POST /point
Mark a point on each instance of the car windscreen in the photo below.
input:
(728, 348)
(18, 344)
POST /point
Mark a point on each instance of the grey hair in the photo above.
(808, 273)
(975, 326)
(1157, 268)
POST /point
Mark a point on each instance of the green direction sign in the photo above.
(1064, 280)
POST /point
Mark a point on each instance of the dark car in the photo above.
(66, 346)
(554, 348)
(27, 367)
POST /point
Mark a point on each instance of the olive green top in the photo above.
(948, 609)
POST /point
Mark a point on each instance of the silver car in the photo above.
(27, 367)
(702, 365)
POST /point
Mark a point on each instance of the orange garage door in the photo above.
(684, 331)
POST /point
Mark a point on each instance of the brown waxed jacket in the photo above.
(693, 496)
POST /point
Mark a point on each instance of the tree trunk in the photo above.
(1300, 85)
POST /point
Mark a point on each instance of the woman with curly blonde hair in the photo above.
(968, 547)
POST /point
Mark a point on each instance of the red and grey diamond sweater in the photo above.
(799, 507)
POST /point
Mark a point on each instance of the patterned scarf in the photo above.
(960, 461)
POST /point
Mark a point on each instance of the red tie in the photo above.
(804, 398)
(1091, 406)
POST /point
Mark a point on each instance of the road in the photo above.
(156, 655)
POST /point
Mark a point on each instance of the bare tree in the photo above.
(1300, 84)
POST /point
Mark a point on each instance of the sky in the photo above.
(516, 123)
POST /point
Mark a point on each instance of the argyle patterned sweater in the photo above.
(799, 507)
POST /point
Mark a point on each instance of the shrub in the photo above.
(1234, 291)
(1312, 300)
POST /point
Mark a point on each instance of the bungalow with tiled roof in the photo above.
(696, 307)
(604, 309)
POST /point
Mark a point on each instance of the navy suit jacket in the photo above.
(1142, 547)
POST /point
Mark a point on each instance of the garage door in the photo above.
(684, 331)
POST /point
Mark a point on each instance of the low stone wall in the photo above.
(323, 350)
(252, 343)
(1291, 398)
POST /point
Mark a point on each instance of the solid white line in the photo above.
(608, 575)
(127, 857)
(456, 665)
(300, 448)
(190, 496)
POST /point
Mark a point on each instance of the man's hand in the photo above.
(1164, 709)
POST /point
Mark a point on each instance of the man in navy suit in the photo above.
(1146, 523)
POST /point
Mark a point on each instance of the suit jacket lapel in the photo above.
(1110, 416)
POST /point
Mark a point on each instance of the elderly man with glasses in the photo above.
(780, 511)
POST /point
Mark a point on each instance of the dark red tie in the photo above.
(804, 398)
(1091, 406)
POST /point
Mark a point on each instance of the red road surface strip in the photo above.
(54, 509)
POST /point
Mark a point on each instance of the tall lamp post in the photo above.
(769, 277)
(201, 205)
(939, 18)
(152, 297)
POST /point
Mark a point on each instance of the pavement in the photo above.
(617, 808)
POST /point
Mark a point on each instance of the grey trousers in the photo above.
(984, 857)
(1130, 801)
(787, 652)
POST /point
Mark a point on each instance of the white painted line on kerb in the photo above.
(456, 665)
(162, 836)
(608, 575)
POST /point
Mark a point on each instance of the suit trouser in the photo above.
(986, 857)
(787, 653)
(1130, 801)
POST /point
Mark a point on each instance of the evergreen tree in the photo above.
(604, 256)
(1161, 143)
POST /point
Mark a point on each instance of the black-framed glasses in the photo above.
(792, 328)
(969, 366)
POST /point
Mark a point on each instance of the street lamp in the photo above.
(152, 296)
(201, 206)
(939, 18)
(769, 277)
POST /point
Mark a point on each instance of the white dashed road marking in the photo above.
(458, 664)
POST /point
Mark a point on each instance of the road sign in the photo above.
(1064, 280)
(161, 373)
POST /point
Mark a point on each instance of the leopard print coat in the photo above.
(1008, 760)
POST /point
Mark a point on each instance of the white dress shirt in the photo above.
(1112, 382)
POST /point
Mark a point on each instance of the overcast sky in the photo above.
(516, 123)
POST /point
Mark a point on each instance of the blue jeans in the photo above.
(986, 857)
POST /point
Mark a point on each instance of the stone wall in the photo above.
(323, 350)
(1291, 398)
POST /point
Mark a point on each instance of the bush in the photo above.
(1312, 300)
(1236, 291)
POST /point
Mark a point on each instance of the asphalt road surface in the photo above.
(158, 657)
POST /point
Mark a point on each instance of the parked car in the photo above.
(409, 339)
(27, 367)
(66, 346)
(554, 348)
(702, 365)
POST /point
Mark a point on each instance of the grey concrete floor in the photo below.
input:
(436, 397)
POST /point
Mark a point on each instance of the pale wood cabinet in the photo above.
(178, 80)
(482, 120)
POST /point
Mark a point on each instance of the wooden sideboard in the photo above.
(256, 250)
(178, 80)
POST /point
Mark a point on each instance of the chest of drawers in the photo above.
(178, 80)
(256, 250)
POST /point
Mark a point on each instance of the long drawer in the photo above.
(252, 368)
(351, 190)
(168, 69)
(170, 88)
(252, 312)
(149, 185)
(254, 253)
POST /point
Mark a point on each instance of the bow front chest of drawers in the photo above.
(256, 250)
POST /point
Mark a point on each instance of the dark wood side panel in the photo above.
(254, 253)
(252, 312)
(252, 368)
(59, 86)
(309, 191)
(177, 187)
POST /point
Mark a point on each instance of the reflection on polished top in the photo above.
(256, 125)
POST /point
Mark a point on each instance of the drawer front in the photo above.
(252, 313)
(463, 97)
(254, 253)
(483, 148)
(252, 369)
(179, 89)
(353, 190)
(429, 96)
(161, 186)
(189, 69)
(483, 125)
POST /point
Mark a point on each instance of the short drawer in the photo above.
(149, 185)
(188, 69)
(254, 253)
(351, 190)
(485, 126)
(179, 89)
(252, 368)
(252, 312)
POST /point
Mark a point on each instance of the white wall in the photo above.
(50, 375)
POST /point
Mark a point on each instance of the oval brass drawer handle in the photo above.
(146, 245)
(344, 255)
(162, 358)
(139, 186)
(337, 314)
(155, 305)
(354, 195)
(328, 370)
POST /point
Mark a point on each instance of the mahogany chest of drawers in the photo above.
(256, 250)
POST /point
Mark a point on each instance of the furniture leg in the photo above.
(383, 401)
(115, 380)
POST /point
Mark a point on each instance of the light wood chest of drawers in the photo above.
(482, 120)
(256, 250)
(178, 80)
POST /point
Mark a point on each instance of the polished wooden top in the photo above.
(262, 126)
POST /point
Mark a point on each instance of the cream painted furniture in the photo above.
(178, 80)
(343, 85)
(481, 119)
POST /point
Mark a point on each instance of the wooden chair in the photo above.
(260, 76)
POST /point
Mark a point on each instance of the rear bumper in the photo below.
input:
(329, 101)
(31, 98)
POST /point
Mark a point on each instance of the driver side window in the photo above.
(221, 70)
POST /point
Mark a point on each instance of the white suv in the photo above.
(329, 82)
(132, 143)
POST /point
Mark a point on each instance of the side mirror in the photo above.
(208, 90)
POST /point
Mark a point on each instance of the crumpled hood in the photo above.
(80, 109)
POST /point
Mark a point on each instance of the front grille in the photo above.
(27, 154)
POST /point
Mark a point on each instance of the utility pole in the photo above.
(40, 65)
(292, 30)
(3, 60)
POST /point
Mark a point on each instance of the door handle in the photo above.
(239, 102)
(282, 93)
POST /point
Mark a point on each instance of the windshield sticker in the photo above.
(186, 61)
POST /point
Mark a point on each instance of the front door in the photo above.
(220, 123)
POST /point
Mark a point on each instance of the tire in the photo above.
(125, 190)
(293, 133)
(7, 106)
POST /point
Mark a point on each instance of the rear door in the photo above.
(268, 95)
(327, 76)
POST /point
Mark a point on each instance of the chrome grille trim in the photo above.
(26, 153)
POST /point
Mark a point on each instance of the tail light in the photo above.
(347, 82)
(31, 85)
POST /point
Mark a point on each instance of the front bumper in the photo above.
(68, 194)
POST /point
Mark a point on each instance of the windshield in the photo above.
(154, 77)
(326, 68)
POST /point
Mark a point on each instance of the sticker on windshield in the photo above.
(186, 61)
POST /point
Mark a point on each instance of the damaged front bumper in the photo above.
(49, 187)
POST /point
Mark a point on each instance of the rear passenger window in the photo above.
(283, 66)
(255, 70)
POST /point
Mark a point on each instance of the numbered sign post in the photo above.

________

Problem requirements »
Pull out every line from the items above that contains the string "lamp", keeping each line unchanged.

Written response »
Mark a point on each instance of the tall lamp post in the photo above.
Mark a point on each instance of the street lamp in the photo above.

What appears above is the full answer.